(EXERCISE INSTRUCTIONS) Please write the listing below out again exactly, leaving every picture behind.

Location annotation dataset excerpts:
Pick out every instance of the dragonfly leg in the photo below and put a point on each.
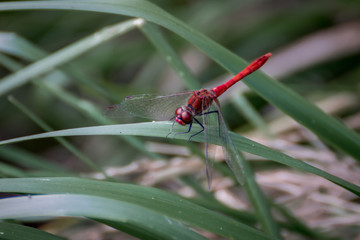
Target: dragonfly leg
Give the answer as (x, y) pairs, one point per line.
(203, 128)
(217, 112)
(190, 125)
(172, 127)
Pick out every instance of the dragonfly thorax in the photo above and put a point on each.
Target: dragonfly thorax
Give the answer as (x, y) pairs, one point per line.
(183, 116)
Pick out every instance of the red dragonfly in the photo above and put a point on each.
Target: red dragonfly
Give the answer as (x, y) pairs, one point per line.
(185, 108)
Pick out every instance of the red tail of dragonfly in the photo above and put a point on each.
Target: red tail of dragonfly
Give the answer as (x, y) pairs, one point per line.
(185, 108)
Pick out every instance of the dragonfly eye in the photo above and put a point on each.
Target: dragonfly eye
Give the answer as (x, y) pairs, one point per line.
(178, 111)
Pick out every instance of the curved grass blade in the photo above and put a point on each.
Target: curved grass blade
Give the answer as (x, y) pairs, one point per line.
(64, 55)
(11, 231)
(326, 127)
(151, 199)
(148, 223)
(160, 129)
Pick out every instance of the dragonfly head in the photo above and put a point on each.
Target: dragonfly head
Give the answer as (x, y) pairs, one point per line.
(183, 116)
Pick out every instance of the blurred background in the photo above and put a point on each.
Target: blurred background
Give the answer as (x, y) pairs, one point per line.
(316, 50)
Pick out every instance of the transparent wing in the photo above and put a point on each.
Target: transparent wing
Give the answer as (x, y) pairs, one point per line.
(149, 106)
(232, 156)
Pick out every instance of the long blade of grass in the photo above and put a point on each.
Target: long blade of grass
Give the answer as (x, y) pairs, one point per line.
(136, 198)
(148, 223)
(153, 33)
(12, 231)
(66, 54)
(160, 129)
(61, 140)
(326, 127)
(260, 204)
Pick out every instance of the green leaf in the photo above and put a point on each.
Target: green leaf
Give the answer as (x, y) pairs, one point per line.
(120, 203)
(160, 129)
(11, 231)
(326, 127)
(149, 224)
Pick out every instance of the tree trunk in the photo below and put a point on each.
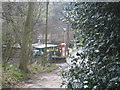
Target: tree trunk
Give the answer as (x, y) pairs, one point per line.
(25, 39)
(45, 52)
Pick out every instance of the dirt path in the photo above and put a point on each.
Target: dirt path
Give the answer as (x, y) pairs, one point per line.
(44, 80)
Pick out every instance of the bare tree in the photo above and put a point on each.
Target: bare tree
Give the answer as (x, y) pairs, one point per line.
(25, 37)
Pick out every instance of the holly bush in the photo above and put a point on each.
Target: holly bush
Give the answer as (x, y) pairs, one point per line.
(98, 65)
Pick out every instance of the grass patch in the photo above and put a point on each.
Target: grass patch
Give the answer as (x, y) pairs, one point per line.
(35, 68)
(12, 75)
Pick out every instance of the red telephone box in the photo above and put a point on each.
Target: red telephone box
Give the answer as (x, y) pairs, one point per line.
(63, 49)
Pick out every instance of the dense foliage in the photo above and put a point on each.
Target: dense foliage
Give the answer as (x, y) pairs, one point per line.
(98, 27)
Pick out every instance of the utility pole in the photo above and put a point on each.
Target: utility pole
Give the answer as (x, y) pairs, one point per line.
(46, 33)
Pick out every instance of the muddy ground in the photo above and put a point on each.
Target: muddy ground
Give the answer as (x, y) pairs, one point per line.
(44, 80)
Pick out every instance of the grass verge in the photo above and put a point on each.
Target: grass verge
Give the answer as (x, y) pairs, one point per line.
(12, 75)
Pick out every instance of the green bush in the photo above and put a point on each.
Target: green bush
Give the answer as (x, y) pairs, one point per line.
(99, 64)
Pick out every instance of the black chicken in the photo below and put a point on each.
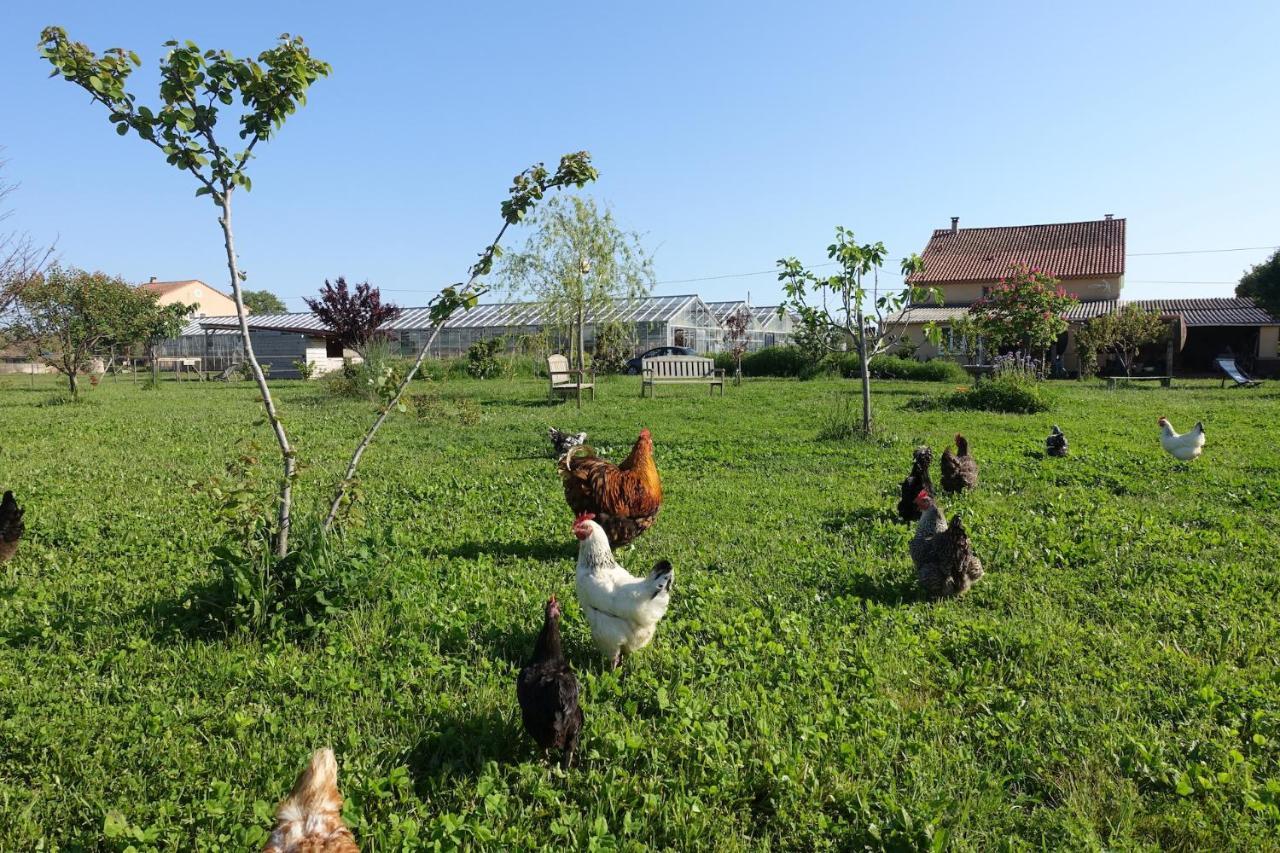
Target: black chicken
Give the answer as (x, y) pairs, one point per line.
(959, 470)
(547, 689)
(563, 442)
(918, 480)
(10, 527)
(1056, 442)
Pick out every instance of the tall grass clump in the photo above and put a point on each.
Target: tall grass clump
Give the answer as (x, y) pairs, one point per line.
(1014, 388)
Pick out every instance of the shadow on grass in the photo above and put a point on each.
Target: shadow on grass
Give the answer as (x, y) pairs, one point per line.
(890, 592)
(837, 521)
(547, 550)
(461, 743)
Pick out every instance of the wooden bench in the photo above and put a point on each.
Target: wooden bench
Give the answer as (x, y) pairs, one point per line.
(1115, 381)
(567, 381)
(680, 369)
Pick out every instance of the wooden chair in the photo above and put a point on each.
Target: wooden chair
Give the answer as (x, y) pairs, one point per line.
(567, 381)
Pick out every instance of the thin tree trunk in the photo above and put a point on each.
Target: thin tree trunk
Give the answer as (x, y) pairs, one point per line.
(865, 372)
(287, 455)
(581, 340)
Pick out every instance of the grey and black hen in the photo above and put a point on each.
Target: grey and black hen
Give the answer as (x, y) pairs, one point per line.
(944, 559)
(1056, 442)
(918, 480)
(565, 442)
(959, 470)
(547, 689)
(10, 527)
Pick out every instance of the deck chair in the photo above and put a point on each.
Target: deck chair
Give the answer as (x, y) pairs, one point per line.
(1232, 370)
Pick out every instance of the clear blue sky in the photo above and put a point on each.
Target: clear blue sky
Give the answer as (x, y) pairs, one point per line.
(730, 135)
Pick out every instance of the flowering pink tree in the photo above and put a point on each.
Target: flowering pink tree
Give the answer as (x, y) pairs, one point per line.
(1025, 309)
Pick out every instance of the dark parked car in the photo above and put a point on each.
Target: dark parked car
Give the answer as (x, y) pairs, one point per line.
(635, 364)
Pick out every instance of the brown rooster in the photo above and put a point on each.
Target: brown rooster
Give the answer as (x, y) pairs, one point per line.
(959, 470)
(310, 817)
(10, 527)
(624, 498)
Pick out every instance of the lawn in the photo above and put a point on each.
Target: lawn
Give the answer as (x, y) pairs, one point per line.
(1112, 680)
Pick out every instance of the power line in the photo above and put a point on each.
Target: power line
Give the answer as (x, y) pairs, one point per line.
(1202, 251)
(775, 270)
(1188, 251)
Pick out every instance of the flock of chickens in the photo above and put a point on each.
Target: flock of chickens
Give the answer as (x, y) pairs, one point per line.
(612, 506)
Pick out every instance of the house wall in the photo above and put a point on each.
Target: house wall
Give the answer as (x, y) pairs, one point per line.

(RESPONSE)
Pick out every instance of the dragonfly leg in the photo below and put a point on each.
Target: dragonfly leg
Give the answer as (x, y) pairs, one point per line.
(203, 128)
(217, 112)
(190, 125)
(172, 127)
Pick out every instance of the dragonfly thorax in the photo above and put a point on each.
Target: dragonfly thorax
Give the answer as (x, y) pairs, one point per line.
(183, 116)
Pick out every instance of the red dragonfly in the photo above and put a point on each.
Target: red dragonfly
Give the answer as (x, y) pairs, one point per line.
(185, 108)
Pick out every instance of the red tail of dragonfly in the photo above and put a point on each.
Target: red tail of dragonfly
Give the answer as (x, y) pairs, one point per line.
(185, 108)
Pick out every instance of the dragonfly eye in the photo above and put a point on each.
Target: dragonfly eye
Give the answer as (x, y) pairs, one point per line.
(178, 111)
Pick out every instance of the curved grass blade in the photo above and put a point on each.
Target: curved grass blade
Give the answer as (x, y) pairs, one point per line.
(64, 55)
(11, 231)
(326, 127)
(151, 199)
(148, 223)
(160, 129)
Pick out every instance of the dragonfly head in the photo above and put a point on each.
Target: dragonfly head
Give the answer as (x, y) pairs, one point per line.
(183, 116)
Pick out every instance of the blurred background in the photo above and put a point on each.
Target: blurred background
Give the answer as (x, y) pairs, one point per line.
(316, 50)
Pick out every instance of the transparent wing in the photo above and put a point on each.
Target: transparent wing
Give the answer as (x, y) pairs, one point per line.
(149, 106)
(232, 156)
Pick out every instance of the long blade of grass in the photo above and put a point on each.
Target: long blade of grass
Give the answer as (x, y) pairs, one point per line.
(136, 198)
(148, 223)
(153, 33)
(12, 231)
(66, 54)
(160, 129)
(61, 140)
(326, 127)
(260, 204)
Pick out every instance of the green leaf in the photo above and put a point on each.
Target: green leaf
Give the answer as (x, y) pairs, one point per line.
(120, 203)
(160, 129)
(11, 231)
(326, 127)
(149, 224)
Pick out every instance of the tree trunk in the photo below and put a point on each.
Target: tree trunk
Give the answer as (x, y) pairs, one point per line.
(25, 39)
(45, 52)
Pick out every instance of the dirt path in the photo above and put a point on each.
Target: dirt path
Give the answer as (x, y) pairs, one point per line.
(44, 80)
Pick out every instance of the bare tree in the photo above and put a point on each.
Target: bare tree
Give the answer as (x, y) pairs, one point per line.
(25, 37)
Pick out every instance of the holly bush in the photo above and put a point on each.
Target: holly bush
Give the answer as (x, y) pairs, one point per line.
(98, 65)
Pick out every instance of the grass patch in the photo above and put a point on each.
Target: grass patch
Give the answer as (x, y) pairs, one point per line.
(35, 68)
(12, 75)
Pick out every instance of the red telephone box in the photo above and put a point on each.
Target: red telephone box
Give the answer as (x, y) pairs, one point per line.
(63, 49)
Pick out every instance of the dense foliage in the photo above and put a point on each.
Target: dense foliage
Give the answer as (x, y) pairs, one point per line.
(98, 27)
Pick out every instance of the utility pole in the photo above and put a point on each.
Target: utility pole
Give the answer as (x, y) pairs, one point per line.
(46, 33)
Pick out every instance of the muddy ground in the photo above and put a point on each.
Target: muddy ground
Give the answer as (x, y) pairs, one point per line.
(44, 80)
Pick out every instance of the grass verge in the photo above and put a point on each.
Target: grass verge
Give the answer as (x, y) pairs, one point per line.
(12, 75)
Pick out every instance of the green bush in the photo above and put a point on each.
Target: green bush
Give the answer as (x, y) pairs, one point per line.
(99, 64)
Pick out every instance of the black chicken in the photo below and put a point on each.
Target: black chicken
Give the answer as (x, y) pairs, one point per line.
(959, 470)
(547, 689)
(563, 442)
(918, 480)
(10, 527)
(1056, 442)
Pick out every instance of the tall grass clump in the photo above and put a point on each.
Target: tall grass clump
Give the answer as (x, y) pairs, one point per line.
(1014, 388)
Pick out every instance of the shadow on grass in the photo above and put a point on each.
Target: shadow on grass
Give the answer as (x, y) pairs, one point per line.
(890, 592)
(837, 521)
(547, 550)
(461, 743)
Pick out every instance of the wooden bench in the photo above and put a point on each.
Target: wooden bench
Give the answer as (x, y) pairs, one point per line.
(1115, 381)
(567, 381)
(680, 369)
Pick out every instance of the wooden chair in the photo above and put a point on each.
Target: wooden chair
Give the answer as (x, y) pairs, one point per line.
(567, 381)
Pick out every instance of the thin tree trunk in the photo above and put a point on each.
Target: thin tree trunk
Give the answer as (x, y) pairs, one point per line.
(865, 372)
(287, 455)
(581, 340)
Pick out every instance of the grey and black hen in the photo above and put a point on each.
Target: grey and black hen
Give the answer as (x, y) pairs, one point per line.
(944, 559)
(1056, 442)
(918, 480)
(565, 442)
(959, 470)
(547, 689)
(10, 527)
Pick out every instance of the deck chair in the photo above and put a point on each.
Target: deck chair
Give the answer as (x, y) pairs, one point per line.
(1232, 370)
Pick out every instance of the clear blue sky in the photo above and put a point on each.
Target: clear blue sky
Give the answer as (x, y) pairs, one point per line.
(730, 135)
Pick out every instance of the flowering pink tree in the photo above and put a point on each.
Target: flowering pink tree
Give the answer as (x, y) pairs, one point per line.
(1025, 309)
Pick out every instance of the dark parked car in the photo above and put a point on each.
Target: dark parked car
Give the answer as (x, y) pairs, one point per line.
(635, 364)
Pick out every instance of the brown rooster in the photo above and put a point on each.
Target: brown rooster
Give the answer as (x, y) pairs, one point per line.
(959, 470)
(310, 817)
(10, 527)
(624, 498)
Pick out every instance of the lawn in the photo above and put a point on each.
Target: lawn
Give the answer as (x, y) pairs, one point per line.
(1112, 680)
Pick out every instance of the power line in the photo above and put a point on each.
Target: power line
Give the answer as (x, y) pairs, one point per line.
(1202, 251)
(775, 270)
(1188, 251)
Pick out every instance of the flock of chickens in the photo above and put a point on each.
Target: flock of chickens
Give the answer as (x, y) pairs, one point per line.
(612, 506)
Pick out every instance of the house wall in the photo above and put a point on each.
Target: house wall
Give the answer as (x, y) pairs, one point per line.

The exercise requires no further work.